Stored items
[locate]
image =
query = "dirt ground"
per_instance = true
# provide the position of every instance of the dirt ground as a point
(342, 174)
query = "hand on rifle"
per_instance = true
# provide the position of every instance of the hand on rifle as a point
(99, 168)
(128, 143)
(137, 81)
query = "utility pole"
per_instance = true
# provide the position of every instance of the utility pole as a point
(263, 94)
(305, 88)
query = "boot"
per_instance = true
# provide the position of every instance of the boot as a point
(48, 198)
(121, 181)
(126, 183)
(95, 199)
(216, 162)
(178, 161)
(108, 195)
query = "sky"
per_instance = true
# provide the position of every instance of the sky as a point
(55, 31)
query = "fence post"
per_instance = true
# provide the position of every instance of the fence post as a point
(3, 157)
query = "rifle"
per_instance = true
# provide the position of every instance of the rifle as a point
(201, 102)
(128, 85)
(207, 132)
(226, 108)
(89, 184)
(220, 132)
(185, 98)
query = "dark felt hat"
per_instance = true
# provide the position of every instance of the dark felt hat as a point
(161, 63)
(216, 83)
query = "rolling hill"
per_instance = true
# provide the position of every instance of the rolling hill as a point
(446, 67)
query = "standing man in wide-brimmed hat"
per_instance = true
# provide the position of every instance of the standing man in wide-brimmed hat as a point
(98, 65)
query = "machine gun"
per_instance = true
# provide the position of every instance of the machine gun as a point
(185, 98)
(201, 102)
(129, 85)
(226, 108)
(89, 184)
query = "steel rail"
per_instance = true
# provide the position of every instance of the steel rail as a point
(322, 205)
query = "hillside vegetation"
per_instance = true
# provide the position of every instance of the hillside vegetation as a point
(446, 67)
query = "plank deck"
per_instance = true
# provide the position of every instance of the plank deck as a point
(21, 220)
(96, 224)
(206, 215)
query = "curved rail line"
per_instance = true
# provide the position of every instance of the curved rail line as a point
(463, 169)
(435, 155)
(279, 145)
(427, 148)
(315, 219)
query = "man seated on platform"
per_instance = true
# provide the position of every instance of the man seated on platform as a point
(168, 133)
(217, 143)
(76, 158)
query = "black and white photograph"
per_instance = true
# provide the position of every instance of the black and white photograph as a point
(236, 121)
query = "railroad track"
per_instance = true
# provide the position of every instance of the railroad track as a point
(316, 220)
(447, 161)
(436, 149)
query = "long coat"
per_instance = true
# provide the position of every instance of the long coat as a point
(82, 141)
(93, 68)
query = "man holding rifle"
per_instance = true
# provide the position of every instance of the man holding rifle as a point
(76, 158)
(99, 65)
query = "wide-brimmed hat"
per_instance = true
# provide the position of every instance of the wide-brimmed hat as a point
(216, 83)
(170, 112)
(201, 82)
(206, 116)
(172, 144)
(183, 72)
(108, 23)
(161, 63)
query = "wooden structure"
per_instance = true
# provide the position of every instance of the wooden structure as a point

Problem description - Wherever the word "wooden" appears in the entries above, copy that whole line.

Solution for this task -
query = "wooden structure"
# provide the position of every instance of the wooden structure as a point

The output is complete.